# What is expected
Gather every line of the records that contains the string "license", treating uppercase and lowercase letters as distinct.

----------------

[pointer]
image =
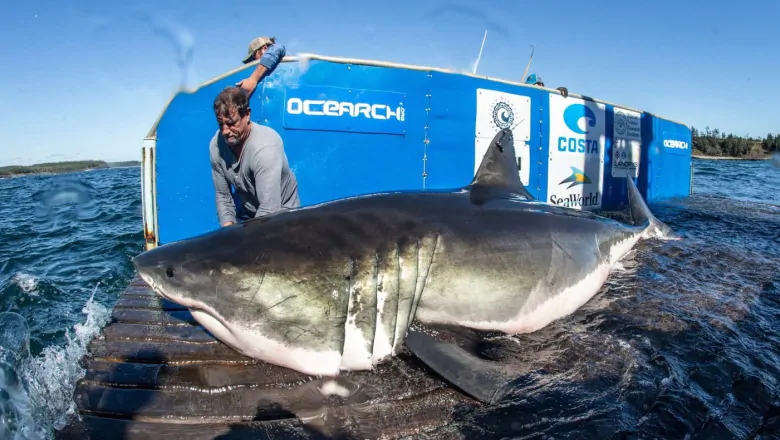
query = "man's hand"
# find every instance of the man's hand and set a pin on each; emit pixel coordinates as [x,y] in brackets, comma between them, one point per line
[248,84]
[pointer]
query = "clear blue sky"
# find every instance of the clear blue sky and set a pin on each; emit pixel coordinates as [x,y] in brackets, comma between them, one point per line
[86,79]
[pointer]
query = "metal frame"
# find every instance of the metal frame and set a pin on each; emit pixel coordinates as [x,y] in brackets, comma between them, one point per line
[149,192]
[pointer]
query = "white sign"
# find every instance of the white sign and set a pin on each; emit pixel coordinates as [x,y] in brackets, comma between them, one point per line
[499,110]
[319,107]
[626,143]
[576,152]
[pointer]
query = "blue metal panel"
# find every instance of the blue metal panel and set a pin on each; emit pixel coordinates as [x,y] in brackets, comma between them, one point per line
[670,161]
[352,157]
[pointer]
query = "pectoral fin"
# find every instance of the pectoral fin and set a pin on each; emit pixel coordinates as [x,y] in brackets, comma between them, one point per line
[483,380]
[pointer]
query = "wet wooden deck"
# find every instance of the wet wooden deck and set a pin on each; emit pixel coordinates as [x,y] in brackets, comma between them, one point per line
[155,373]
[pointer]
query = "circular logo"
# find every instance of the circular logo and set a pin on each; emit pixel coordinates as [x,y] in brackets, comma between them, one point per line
[620,122]
[503,116]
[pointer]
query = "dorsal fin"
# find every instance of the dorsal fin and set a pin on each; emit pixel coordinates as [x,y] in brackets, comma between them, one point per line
[498,170]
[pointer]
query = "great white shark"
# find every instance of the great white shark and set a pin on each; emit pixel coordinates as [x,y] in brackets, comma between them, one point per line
[336,286]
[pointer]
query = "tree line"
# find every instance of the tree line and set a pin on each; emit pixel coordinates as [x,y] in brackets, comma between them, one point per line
[713,142]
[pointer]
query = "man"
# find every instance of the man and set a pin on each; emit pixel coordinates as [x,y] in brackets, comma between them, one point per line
[251,158]
[270,55]
[537,81]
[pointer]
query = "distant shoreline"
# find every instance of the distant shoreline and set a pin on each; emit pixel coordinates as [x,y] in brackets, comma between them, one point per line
[51,168]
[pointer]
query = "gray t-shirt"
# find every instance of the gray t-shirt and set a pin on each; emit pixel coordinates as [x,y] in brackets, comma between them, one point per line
[261,177]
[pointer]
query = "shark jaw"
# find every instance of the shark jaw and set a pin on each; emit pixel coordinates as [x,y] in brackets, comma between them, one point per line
[250,341]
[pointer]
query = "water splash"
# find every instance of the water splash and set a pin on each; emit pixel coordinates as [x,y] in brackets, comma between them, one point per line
[36,394]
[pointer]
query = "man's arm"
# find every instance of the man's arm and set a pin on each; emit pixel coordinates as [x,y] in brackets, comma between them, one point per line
[267,166]
[226,208]
[268,62]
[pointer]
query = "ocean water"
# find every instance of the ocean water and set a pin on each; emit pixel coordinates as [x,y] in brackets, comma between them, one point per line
[683,343]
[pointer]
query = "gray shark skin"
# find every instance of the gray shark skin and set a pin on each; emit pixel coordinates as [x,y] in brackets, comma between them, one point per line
[336,286]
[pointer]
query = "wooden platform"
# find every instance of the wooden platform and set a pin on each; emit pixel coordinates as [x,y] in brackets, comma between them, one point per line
[155,373]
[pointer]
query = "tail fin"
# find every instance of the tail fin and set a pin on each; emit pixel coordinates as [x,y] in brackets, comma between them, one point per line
[640,213]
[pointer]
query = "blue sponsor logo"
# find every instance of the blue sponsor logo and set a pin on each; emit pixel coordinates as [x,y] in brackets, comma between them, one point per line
[503,115]
[572,117]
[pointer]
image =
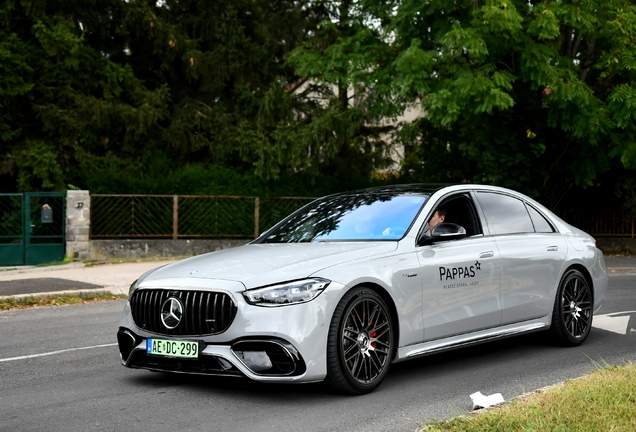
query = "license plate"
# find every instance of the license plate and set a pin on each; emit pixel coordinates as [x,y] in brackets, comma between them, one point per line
[171,348]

----------------

# Exercise result
query = "license plate"
# find every instance of the license plate and set a pin on each; emit pixel coordinates as [x,y] in brackets, comma between them, one point per line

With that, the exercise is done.